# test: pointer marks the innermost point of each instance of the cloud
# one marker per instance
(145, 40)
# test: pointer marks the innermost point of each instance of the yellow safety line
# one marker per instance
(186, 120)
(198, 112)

++++++

▶ _Work to do_
Please switch "marker" to "dot" throughout the listing and write it out again with nothing else changed.

▶ _Completed exercise_
# test: pointer marks the innermost point of each instance of the cloud
# one dot per instance
(145, 40)
# test: pointer marks the innermost point of each instance of the yellow safety line
# one dot per instance
(186, 120)
(198, 112)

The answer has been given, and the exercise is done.